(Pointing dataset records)
<<<<

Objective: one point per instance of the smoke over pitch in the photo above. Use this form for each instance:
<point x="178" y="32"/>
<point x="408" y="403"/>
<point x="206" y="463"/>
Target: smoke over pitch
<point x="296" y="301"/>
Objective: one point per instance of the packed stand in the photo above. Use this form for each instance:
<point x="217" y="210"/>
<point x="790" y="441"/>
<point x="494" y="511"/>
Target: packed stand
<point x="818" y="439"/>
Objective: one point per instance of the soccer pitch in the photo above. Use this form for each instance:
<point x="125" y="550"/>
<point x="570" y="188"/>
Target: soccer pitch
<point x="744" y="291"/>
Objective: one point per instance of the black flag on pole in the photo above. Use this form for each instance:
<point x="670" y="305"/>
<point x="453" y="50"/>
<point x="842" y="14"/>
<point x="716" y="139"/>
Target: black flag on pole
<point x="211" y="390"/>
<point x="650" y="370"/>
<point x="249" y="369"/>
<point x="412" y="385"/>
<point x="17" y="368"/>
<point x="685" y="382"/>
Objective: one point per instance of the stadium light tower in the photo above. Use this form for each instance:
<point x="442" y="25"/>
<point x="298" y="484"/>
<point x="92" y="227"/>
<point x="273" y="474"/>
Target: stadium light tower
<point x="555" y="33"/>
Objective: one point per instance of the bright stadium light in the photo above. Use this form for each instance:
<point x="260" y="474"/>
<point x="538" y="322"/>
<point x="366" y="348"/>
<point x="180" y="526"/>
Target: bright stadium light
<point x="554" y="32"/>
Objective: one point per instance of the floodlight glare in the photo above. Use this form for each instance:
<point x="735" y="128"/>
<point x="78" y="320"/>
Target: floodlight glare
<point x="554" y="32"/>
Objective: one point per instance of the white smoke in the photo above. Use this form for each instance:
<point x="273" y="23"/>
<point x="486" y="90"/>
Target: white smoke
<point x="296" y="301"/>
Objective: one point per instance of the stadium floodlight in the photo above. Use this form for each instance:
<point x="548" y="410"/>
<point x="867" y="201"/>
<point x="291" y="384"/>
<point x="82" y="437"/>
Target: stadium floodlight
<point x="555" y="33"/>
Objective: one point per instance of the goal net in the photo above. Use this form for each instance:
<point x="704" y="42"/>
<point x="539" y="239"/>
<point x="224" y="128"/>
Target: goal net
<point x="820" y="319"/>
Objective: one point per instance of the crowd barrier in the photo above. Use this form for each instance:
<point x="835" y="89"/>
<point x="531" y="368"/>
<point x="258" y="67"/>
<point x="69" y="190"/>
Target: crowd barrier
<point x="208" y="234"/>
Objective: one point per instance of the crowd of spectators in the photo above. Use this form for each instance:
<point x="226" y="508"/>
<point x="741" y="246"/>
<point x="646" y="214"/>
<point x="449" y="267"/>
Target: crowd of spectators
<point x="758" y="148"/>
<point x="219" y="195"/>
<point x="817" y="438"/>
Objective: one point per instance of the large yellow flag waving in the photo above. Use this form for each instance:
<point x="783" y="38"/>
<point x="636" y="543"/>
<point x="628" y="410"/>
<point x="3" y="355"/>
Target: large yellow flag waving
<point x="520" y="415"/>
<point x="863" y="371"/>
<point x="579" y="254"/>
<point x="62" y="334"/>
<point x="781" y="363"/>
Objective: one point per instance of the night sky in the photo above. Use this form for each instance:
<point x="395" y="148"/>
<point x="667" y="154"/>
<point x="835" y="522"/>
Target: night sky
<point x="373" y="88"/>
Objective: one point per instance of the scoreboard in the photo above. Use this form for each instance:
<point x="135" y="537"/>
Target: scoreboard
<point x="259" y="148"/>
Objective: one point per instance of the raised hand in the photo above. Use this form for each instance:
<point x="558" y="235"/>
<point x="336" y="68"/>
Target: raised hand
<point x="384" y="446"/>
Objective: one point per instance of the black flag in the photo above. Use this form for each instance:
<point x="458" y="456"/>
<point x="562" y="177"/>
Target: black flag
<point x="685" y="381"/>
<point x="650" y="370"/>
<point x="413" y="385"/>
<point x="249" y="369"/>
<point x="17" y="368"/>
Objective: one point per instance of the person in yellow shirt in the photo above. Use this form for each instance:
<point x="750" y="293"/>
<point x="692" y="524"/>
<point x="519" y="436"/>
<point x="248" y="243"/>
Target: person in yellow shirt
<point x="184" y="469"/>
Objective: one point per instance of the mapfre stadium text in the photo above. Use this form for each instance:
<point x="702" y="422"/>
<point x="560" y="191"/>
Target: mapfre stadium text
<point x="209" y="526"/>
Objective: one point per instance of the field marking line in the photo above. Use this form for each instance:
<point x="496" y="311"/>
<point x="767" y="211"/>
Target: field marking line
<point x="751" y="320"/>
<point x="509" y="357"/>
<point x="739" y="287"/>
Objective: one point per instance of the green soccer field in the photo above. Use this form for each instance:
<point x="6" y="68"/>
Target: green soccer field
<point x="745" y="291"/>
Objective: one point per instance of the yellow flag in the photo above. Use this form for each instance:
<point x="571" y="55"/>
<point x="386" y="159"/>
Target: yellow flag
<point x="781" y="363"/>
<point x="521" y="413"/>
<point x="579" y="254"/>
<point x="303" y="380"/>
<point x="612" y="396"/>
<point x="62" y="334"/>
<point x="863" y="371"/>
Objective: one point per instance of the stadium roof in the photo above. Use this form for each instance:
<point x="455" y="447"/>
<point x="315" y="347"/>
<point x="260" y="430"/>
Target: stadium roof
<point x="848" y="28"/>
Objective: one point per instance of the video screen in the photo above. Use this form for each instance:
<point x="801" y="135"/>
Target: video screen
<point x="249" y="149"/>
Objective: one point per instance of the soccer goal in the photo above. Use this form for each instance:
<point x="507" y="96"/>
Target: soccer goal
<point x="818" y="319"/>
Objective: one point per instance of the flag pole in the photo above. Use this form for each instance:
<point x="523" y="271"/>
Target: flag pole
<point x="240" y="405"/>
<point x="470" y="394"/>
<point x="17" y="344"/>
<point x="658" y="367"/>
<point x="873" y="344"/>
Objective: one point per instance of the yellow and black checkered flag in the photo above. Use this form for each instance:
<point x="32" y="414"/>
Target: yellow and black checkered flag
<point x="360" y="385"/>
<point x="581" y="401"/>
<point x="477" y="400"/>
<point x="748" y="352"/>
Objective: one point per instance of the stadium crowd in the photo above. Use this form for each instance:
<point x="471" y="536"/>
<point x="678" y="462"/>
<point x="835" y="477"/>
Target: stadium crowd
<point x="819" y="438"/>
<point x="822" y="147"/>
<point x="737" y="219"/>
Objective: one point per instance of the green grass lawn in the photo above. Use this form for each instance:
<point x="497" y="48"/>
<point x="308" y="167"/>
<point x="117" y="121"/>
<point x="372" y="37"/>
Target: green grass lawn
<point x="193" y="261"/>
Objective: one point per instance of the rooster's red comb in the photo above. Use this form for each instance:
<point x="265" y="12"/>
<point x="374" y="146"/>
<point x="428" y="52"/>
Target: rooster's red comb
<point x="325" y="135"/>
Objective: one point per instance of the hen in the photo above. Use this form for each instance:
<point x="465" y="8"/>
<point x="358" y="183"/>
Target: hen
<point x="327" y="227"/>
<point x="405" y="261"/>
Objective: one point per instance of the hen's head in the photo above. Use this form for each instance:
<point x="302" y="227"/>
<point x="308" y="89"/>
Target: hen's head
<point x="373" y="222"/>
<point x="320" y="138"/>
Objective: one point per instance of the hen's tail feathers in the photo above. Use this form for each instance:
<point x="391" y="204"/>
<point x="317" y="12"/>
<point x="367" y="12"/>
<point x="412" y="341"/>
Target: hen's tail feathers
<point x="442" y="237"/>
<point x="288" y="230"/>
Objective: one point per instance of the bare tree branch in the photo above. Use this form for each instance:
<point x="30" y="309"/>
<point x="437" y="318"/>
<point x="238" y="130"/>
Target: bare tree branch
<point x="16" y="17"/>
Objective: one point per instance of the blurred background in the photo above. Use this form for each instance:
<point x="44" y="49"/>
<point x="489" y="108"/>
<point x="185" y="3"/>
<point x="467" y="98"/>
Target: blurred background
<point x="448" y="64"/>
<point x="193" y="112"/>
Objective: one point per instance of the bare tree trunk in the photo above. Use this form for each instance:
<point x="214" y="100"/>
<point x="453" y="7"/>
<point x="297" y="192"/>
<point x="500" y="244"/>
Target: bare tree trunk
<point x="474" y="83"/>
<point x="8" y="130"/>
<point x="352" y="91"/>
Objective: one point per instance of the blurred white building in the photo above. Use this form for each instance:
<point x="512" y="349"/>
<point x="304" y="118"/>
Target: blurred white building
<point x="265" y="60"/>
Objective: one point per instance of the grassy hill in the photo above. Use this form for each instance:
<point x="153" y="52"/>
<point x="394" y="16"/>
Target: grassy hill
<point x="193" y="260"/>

>>>>

> _What to produce_
Reproduce in full every line from the one that contains "Objective: one point per instance of the bare tree branch" through the end of the records, both ends inclusive. Add -39 to each x and y coordinate in the answer points, and leave all other lines unchanged.

> _Result for this task_
Objective: one point per instance of the bare tree branch in the photo above. Use this form for each instance:
<point x="30" y="309"/>
<point x="437" y="318"/>
<point x="238" y="130"/>
Target: bare tree branch
<point x="-23" y="-22"/>
Objective: one point per instance of the blurred background in the photo above. Use this form for each instance:
<point x="44" y="49"/>
<point x="489" y="108"/>
<point x="185" y="3"/>
<point x="467" y="98"/>
Target: blurred background
<point x="409" y="25"/>
<point x="154" y="73"/>
Objective: one point per instance of the bare tree trunk in the photo above. Use this form for each instance:
<point x="214" y="100"/>
<point x="453" y="7"/>
<point x="297" y="192"/>
<point x="500" y="244"/>
Target: bare tree trunk
<point x="435" y="44"/>
<point x="-31" y="91"/>
<point x="313" y="52"/>
Objective: one point per instance of the blurred white building in the photo above. Use this form for each instance:
<point x="512" y="349"/>
<point x="304" y="118"/>
Target: blurred white building
<point x="226" y="21"/>
Objective: one point per instance of the grassy hill in the photo above. Use this form for each instance:
<point x="153" y="52"/>
<point x="394" y="16"/>
Target: grassy hill
<point x="154" y="221"/>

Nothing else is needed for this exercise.